_READING TEXT:_
--- START ---
Icon Tax Group: Self-Employed – Medical Insurance Deductions

michael-lodge

by Michael Lodge

I am always looking for ways for self employed individuals to reduce their taxable income.  Here is a great article written by Julian Block , Julian Block writes and practices law in Larchmont, NY. He is frequently quoted in the New York Times, the Wall StreetJournal, and the Washington Post.

Usually, there’s only one way for freelancers, consultants, and other self-employed persons to write off medical and health expenses. They have to claim those outlays as itemized deductions on Schedule A of Form 1040. That’s just the first obstacle.

Tax code exceptions for 2015 and 2016. The 10 percent floor drops to 7.5 percent if you or your spouse is age 65 or older. The 7.5 percent threshold goes off the books at the end of 2016. For 2012 and earlier years, it was 7.5 percent for all individuals.

Let’s say expenses are mostly for insurance and they aggregate $7,000. An AGI of $40,000 trims the allowable deduction to $3,000 ($7,000 of expenses less 10 percent of $40,000). When AGI surpasses $70,000, the deduction vanishes ($7,000 of expenses less 10 percent of $70,000).

More favorable rules for medical insurance. The law doesn’t require self-employed individuals to list their insurance payments on Schedule A, and the nondeductible floor of 10 percent doesn’t apply to them, notes Jeff A. Schnepper, author of How To Pay Zero Taxes.

They’re able to deduct 100 percent of their payments for medical and dental insurance for themselves, their spouses, and dependents and children who at the end of the year are under age 27 (whether or not they’re your dependents). Similarly deductible are premiums for Medicare Part B and Part D, Medigap policies offered by organizations like AARP, and qualifying long-term care insurance (deductible in an amount that rises with age).
--- END ---
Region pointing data
--- START ---
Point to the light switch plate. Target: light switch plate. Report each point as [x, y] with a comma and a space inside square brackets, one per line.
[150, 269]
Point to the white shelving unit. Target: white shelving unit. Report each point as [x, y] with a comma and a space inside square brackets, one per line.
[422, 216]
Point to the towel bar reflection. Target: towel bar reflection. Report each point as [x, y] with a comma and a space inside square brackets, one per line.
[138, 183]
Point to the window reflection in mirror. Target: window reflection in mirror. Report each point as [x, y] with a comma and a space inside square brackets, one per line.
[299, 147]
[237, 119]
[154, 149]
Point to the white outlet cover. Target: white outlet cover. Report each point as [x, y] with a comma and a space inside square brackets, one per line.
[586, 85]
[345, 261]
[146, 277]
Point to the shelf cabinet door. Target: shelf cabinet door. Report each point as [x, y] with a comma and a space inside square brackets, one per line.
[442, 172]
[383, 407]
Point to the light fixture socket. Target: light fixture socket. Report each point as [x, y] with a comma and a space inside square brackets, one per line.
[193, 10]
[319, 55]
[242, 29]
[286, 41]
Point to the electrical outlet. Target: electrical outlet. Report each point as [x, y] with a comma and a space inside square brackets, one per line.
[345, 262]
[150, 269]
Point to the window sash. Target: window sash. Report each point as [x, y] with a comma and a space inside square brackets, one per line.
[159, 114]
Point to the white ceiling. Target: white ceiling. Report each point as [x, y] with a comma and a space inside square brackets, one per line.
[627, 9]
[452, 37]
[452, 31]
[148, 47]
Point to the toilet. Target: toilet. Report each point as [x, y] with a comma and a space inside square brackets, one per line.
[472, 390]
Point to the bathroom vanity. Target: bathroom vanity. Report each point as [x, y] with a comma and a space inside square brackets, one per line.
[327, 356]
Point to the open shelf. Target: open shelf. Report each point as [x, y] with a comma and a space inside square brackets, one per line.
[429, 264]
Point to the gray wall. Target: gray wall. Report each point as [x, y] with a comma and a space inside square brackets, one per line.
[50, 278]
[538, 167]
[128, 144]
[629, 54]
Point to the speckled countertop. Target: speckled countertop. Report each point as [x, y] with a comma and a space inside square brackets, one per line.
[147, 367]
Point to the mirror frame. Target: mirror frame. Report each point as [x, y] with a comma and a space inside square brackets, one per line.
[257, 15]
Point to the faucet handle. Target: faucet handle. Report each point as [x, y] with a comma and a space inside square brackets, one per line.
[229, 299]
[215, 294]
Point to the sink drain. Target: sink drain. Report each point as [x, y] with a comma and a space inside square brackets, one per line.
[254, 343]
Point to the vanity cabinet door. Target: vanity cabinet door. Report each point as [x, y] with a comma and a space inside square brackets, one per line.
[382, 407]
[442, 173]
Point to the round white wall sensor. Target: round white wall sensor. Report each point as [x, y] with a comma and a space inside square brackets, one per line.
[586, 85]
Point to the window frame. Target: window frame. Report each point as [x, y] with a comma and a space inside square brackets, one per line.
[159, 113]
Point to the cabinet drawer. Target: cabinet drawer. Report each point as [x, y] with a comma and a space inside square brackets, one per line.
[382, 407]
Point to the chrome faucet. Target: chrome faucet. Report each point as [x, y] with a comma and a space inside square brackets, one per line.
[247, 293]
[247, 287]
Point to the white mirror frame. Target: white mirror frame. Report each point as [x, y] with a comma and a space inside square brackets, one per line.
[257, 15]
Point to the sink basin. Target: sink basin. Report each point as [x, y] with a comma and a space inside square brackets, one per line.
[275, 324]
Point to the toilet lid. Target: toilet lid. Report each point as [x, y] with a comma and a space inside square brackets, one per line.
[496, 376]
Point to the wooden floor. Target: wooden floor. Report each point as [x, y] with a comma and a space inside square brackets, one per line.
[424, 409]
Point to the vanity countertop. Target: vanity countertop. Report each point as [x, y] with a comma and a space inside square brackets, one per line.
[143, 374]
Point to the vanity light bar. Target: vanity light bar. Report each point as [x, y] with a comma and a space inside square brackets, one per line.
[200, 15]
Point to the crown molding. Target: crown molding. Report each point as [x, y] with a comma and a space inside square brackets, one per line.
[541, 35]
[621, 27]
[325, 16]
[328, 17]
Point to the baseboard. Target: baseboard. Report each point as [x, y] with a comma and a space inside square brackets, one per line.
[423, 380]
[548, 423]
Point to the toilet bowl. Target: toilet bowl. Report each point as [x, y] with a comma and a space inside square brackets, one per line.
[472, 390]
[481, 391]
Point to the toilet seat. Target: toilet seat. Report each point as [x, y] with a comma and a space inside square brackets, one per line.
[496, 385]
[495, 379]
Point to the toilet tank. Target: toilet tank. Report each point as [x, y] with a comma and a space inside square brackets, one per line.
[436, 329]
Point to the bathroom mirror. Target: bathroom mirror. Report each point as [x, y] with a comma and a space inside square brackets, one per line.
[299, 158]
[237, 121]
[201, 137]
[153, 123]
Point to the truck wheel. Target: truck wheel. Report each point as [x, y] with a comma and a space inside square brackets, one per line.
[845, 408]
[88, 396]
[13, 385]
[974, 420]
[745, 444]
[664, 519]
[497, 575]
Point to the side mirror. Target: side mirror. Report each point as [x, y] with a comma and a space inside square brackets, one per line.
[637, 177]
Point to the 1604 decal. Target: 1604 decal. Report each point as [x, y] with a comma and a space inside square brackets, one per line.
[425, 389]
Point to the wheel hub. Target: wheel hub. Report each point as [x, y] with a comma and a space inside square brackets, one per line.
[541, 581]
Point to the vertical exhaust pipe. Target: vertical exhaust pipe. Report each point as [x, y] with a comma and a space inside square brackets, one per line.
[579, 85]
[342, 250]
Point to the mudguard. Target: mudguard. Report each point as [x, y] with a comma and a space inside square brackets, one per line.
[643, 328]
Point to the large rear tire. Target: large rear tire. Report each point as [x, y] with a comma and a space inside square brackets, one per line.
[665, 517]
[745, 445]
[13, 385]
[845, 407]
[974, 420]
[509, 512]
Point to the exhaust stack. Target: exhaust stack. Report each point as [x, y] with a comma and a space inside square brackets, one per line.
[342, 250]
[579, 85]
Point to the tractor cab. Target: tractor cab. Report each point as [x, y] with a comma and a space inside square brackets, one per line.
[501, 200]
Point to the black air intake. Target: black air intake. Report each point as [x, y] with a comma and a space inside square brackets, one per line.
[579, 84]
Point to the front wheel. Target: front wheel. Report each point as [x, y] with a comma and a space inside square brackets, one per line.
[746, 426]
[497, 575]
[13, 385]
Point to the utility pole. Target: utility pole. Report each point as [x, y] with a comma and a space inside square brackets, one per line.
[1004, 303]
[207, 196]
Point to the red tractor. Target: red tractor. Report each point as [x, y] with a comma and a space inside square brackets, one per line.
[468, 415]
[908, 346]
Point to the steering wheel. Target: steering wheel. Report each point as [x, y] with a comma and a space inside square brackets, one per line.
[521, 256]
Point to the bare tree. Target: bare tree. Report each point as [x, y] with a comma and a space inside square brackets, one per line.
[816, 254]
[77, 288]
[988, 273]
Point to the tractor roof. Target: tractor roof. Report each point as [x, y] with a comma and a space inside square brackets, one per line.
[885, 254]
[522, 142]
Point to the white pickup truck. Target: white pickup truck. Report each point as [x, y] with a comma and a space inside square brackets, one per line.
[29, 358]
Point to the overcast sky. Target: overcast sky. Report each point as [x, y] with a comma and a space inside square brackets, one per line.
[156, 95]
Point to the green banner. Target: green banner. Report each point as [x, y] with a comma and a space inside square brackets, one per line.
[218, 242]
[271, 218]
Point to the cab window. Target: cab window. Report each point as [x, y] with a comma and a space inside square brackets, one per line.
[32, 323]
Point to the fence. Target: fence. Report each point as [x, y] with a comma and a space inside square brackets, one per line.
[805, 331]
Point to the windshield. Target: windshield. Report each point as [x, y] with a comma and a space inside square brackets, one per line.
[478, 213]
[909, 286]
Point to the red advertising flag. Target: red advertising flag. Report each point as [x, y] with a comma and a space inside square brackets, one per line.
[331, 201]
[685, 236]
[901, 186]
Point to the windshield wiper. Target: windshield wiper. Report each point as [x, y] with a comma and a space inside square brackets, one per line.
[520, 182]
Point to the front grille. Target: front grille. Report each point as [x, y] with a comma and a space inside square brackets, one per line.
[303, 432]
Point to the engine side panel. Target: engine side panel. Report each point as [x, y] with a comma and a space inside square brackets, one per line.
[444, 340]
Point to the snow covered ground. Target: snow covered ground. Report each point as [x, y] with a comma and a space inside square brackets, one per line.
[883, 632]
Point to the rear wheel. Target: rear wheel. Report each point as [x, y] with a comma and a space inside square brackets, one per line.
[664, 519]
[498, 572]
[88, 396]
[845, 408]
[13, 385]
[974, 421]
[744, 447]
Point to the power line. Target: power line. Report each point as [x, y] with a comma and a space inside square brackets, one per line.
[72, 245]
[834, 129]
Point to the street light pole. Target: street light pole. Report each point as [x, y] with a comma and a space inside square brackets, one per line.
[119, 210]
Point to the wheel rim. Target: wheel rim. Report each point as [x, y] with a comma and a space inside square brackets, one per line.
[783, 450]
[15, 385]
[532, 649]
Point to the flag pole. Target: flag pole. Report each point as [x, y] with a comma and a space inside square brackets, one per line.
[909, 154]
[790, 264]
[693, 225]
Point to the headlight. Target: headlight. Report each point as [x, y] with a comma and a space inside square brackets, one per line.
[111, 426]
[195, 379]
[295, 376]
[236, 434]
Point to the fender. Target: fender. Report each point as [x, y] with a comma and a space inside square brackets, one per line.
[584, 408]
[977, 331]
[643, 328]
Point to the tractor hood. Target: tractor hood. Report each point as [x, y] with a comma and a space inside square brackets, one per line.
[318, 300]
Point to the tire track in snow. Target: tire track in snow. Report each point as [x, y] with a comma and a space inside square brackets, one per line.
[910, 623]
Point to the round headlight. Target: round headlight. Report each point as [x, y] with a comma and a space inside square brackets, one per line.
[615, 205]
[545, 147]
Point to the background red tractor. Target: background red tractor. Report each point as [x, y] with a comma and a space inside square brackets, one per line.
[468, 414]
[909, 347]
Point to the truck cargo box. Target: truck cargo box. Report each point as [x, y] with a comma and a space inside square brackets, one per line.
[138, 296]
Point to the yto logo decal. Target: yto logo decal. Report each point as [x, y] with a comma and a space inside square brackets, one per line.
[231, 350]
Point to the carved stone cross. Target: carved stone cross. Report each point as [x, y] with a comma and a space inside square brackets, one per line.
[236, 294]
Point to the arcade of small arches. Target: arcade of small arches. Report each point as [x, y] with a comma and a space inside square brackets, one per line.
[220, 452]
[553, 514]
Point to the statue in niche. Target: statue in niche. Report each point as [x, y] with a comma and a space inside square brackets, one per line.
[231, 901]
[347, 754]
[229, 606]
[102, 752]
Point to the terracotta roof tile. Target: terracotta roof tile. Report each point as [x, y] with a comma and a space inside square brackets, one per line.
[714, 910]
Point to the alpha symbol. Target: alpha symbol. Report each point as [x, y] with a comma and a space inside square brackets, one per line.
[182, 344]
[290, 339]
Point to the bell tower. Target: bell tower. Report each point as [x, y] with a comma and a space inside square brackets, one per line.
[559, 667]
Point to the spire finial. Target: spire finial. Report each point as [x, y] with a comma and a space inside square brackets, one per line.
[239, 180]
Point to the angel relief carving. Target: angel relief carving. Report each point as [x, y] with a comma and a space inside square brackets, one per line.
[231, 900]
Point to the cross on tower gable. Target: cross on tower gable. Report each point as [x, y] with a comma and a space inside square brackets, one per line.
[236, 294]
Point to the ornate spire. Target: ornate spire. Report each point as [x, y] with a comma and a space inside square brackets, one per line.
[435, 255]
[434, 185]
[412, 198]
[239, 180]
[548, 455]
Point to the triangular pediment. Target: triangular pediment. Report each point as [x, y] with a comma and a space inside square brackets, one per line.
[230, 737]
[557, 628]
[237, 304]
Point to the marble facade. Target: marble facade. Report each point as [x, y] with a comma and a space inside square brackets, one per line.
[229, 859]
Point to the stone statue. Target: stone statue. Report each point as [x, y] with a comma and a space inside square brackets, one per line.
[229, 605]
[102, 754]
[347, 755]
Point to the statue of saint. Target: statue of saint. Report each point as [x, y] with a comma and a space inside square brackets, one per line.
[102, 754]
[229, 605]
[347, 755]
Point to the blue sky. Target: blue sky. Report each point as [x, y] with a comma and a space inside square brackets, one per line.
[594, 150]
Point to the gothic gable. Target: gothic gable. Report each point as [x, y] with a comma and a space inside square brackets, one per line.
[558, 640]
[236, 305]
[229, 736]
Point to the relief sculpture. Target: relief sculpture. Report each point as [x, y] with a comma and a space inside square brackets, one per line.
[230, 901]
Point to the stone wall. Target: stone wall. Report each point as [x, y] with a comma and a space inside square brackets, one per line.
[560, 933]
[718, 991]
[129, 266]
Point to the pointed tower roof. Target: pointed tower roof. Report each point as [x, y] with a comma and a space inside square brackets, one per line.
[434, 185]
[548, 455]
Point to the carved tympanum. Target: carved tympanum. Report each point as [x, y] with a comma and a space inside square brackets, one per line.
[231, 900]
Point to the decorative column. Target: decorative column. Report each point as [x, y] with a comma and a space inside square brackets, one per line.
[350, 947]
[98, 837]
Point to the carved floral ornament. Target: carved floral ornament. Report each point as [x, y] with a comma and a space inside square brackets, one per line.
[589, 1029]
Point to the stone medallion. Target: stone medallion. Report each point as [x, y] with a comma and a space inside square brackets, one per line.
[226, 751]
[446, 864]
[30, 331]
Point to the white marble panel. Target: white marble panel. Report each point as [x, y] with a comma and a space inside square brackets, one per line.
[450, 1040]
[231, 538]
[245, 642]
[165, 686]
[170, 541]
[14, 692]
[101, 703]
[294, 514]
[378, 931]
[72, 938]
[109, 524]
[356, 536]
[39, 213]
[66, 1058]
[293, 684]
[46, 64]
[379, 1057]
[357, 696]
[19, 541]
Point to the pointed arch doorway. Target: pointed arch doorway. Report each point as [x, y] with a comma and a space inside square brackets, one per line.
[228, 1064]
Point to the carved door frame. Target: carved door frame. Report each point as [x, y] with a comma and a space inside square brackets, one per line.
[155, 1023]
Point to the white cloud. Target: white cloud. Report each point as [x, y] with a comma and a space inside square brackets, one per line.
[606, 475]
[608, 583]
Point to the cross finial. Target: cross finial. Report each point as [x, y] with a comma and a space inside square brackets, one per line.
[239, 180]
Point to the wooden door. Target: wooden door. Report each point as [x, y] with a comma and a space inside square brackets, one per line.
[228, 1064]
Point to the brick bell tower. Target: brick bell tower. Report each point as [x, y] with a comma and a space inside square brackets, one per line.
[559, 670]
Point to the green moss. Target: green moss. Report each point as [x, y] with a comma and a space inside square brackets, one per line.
--- END ---
_EXERCISE REQUIREMENTS:_ Retype everything from "by Michael Lodge" down to "for all individuals." in the article on medical insurance deductions above.

_ANSWER TO THIS TASK:_
by Michael Lodge

I am always looking for ways for self employed individuals to reduce their taxable income.  Here is a great article written by Julian Block , Julian Block writes and practices law in Larchmont, NY. He is frequently quoted in the New York Times, the Wall StreetJournal, and the Washington Post.

Usually, there’s only one way for freelancers, consultants, and other self-employed persons to write off medical and health expenses. They have to claim those outlays as itemized deductions on Schedule A of Form 1040. That’s just the first obstacle.

Tax code exceptions for 2015 and 2016. The 10 percent floor drops to 7.5 percent if you or your spouse is age 65 or older. The 7.5 percent threshold goes off the books at the end of 2016. For 2012 and earlier years, it was 7.5 percent for all individuals.